Problem to solve
Report each line of the data below that contains the string "helmet". Case must match.

Data provided
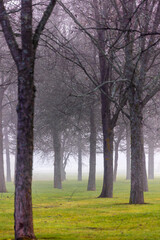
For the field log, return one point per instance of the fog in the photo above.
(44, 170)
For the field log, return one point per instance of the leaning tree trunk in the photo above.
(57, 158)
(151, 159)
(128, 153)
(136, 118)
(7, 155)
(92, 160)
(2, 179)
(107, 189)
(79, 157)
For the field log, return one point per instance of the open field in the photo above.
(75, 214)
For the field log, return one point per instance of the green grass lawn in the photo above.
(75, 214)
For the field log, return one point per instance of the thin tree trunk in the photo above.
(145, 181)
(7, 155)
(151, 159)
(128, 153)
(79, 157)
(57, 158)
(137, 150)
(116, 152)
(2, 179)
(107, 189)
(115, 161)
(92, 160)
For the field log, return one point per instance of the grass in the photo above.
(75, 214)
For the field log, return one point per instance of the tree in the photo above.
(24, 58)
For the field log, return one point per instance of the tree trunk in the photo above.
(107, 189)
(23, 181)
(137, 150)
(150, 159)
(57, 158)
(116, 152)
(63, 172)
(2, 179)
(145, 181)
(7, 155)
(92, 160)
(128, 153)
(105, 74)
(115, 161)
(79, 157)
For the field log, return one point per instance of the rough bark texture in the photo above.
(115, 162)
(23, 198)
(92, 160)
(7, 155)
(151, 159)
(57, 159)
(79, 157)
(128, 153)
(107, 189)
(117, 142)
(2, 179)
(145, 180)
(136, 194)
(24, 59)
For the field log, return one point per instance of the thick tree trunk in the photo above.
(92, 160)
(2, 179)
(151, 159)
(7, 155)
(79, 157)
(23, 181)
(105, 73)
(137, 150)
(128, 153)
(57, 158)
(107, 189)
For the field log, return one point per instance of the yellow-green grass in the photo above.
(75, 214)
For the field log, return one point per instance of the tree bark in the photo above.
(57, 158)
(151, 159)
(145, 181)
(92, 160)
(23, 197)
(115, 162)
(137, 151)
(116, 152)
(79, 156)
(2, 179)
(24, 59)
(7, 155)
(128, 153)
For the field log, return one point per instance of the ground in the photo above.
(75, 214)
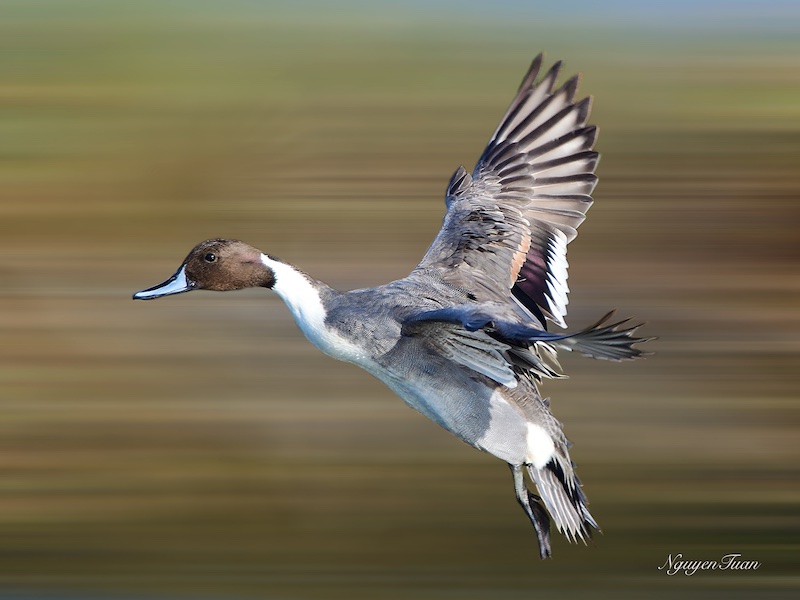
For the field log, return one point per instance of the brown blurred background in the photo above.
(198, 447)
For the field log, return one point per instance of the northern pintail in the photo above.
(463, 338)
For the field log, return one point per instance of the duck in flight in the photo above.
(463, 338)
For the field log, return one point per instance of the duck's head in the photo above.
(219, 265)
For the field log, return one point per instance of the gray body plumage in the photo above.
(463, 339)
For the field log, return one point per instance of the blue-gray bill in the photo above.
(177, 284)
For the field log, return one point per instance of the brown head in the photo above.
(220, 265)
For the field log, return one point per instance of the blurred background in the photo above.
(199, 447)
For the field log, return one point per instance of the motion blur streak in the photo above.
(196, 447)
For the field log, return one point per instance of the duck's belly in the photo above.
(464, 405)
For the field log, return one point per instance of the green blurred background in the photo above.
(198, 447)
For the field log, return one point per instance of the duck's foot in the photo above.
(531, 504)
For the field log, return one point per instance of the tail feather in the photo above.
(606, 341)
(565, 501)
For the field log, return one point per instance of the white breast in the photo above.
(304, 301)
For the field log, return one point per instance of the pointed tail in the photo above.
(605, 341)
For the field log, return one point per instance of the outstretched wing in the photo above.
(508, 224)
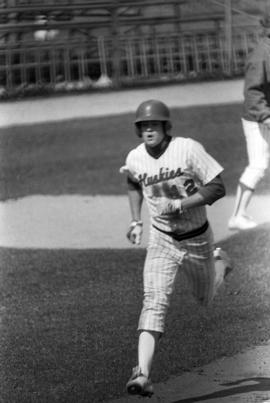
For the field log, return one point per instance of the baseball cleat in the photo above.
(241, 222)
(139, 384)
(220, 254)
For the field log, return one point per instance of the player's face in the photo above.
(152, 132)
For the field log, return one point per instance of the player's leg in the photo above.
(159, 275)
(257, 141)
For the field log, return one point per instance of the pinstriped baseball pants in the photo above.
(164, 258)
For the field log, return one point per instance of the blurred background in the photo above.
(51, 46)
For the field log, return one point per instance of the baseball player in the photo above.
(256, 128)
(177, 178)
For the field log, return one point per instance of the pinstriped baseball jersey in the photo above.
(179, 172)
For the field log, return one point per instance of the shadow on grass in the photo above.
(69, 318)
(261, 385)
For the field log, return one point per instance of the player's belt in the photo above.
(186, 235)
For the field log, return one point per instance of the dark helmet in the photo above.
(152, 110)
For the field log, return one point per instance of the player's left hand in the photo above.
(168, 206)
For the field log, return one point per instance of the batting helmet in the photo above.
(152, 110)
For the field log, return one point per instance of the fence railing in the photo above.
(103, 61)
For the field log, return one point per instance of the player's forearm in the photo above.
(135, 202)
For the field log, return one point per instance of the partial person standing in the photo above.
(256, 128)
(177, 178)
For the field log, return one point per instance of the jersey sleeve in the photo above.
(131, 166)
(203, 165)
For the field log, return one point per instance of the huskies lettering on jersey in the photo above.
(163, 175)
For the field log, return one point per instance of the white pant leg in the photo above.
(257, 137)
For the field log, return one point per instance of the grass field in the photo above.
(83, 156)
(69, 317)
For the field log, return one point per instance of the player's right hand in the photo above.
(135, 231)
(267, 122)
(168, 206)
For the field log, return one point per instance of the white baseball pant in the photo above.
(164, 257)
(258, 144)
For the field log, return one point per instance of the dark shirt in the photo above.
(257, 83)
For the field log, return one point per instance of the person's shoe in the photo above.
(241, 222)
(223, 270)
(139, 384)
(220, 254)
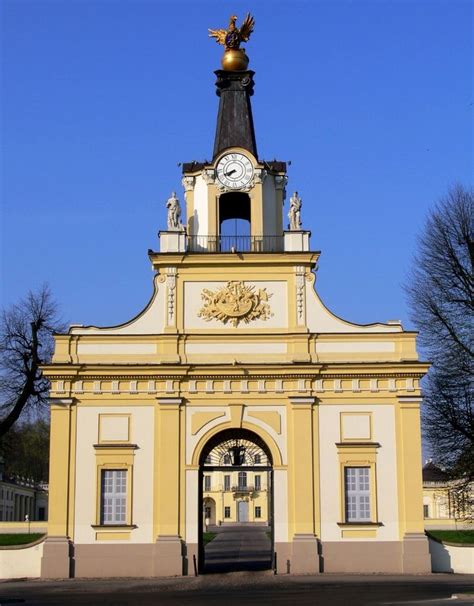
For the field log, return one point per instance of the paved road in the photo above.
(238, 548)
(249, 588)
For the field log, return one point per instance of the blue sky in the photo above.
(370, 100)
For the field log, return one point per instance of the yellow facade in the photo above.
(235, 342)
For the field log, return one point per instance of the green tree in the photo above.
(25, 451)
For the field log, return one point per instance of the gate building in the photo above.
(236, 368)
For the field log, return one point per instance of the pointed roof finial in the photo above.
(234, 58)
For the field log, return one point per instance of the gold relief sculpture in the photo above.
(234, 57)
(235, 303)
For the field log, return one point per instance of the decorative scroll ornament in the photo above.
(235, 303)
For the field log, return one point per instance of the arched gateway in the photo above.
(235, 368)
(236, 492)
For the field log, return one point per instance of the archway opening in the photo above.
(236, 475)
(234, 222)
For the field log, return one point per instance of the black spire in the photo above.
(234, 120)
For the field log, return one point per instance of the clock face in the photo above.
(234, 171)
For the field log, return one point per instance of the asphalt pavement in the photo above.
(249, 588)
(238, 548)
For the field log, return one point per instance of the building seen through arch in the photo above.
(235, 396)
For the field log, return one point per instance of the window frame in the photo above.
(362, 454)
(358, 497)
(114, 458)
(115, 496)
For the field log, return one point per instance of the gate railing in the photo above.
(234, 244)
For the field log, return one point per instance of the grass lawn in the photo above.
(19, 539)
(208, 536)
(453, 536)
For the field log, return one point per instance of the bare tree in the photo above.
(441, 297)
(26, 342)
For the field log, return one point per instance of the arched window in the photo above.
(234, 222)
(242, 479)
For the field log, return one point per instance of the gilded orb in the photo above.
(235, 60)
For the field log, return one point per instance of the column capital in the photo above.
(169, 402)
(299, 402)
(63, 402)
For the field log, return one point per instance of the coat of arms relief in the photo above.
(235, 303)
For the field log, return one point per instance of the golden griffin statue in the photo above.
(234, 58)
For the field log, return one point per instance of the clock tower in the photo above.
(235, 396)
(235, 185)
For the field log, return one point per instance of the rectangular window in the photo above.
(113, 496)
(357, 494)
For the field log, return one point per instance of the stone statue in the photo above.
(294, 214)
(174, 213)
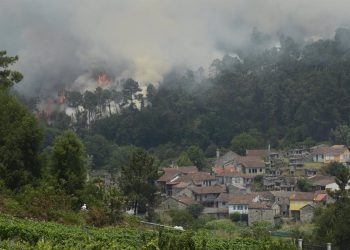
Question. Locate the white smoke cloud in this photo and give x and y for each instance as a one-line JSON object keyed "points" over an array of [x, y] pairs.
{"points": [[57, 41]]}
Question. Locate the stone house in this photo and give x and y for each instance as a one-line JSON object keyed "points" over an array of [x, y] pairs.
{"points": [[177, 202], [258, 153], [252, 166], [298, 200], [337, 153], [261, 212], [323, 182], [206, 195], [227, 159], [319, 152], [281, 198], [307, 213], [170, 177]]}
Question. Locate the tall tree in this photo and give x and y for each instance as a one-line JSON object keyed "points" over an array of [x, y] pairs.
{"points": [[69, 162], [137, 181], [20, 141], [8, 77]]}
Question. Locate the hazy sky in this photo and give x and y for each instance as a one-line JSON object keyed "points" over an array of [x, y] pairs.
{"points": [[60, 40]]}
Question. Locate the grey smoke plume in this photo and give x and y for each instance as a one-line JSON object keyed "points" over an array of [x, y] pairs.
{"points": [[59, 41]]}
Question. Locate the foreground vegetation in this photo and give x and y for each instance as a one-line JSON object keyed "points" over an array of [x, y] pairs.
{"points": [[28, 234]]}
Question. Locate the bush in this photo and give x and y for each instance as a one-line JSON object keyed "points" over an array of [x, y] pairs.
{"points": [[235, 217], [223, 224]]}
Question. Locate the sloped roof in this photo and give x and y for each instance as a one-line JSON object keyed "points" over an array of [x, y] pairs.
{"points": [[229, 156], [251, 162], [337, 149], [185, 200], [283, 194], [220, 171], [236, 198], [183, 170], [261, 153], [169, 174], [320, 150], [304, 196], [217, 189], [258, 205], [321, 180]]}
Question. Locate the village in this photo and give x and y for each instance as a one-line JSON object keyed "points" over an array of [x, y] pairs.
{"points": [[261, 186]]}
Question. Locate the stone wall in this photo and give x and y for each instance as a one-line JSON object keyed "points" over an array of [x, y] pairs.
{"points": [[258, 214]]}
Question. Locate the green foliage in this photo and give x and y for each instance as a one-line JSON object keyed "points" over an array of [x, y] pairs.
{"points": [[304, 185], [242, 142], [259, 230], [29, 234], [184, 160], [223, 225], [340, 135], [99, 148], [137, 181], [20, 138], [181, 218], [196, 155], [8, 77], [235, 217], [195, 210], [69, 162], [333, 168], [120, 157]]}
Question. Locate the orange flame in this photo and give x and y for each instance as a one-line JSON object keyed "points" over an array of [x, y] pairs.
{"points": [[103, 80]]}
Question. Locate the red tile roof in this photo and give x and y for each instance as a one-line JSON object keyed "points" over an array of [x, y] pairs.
...
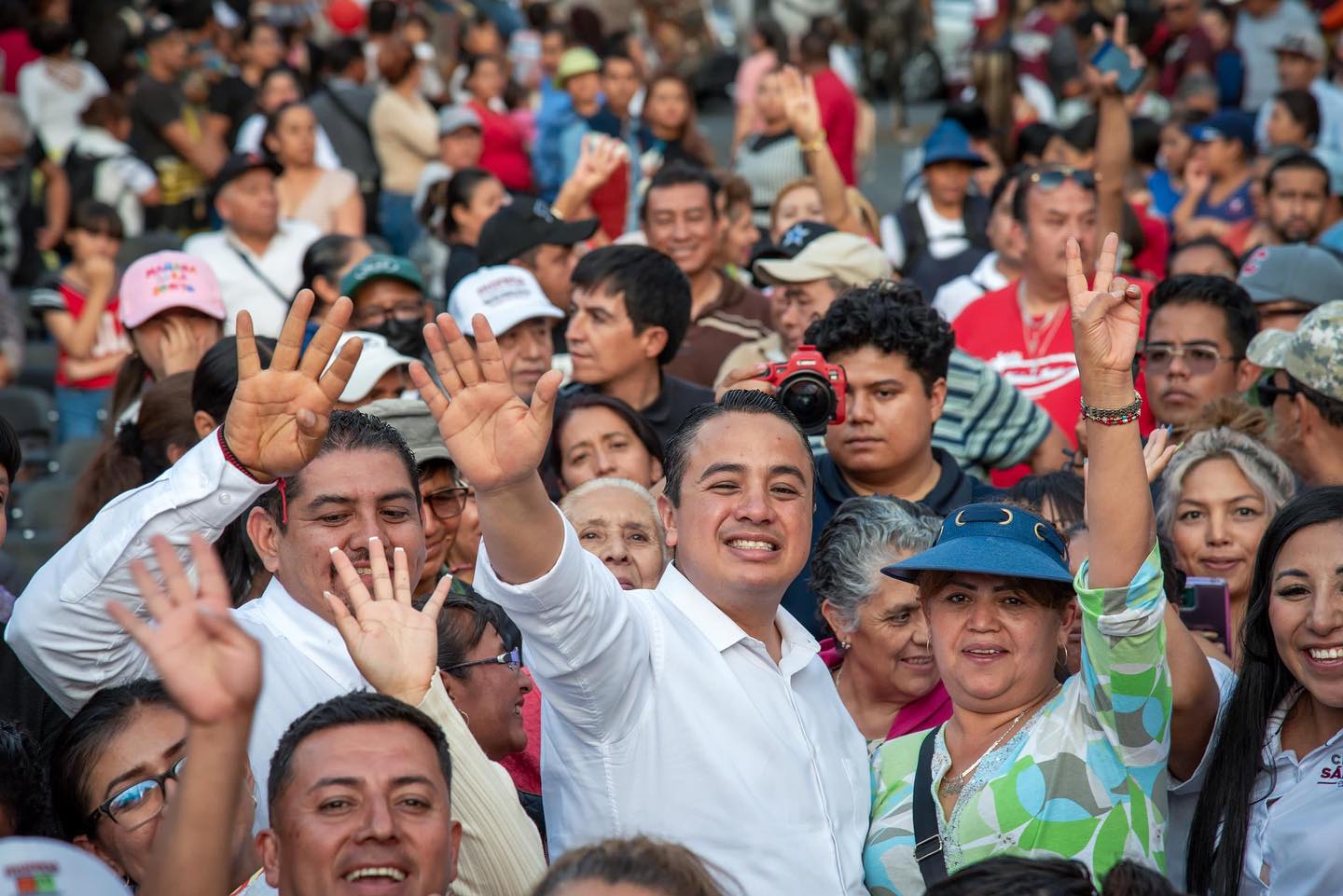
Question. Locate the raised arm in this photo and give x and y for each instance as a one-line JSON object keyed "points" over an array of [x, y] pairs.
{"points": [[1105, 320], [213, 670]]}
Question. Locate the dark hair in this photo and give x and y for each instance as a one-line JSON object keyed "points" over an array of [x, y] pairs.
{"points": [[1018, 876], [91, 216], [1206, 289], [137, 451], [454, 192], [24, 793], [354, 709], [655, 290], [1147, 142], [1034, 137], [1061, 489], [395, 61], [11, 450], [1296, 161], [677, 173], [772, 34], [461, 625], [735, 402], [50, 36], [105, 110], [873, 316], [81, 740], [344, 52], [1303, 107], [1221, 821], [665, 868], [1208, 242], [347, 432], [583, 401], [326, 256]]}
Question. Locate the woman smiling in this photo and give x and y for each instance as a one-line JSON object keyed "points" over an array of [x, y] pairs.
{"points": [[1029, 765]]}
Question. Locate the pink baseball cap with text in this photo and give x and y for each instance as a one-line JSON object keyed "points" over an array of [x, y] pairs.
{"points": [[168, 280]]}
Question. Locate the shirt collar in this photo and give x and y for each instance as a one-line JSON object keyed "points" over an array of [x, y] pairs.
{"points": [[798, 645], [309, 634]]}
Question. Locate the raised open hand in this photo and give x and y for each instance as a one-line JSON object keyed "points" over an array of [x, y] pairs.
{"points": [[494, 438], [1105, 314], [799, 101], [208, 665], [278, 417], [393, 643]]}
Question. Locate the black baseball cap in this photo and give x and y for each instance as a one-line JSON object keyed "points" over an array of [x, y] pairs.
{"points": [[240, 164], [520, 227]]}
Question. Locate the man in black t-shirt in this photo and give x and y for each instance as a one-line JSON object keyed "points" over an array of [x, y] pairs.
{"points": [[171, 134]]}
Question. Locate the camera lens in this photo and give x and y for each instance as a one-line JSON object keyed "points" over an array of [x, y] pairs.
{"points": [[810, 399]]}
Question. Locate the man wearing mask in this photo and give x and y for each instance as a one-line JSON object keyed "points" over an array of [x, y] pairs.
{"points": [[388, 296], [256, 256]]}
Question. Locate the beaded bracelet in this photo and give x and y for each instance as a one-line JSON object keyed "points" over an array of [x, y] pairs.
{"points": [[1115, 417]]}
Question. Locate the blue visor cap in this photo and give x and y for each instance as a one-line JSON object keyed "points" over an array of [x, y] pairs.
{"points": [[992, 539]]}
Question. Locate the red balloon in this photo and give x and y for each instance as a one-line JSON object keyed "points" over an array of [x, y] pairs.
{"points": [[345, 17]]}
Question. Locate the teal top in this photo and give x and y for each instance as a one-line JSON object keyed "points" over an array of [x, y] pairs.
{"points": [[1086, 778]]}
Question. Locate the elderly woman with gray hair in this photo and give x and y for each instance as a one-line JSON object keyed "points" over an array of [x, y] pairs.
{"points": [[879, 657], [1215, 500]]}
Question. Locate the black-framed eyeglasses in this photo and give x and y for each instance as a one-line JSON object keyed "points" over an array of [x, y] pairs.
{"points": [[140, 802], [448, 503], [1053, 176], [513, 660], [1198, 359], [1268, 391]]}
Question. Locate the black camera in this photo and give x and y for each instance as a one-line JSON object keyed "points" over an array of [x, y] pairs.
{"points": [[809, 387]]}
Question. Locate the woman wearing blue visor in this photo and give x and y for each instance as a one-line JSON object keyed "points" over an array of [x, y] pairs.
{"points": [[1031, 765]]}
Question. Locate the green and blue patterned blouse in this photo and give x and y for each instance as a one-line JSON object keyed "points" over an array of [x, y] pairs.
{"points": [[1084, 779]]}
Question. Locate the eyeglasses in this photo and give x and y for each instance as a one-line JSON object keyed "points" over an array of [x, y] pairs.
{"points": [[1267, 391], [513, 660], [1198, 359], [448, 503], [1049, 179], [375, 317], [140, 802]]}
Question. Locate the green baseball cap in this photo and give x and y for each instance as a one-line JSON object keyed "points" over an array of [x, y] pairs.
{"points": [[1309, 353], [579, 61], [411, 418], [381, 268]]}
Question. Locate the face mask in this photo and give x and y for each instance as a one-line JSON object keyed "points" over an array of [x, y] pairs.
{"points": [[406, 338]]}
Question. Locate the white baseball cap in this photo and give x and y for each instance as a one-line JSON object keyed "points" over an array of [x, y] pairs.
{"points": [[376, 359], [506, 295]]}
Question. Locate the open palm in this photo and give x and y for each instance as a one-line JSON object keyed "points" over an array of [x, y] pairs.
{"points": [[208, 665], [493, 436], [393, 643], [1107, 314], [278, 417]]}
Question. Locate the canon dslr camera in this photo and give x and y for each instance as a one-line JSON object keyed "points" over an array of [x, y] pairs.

Task answer
For the field log, return one point per instance of the dark helmet in the photo above.
For the field log, return one point per instance of the batting helmet in the photo above.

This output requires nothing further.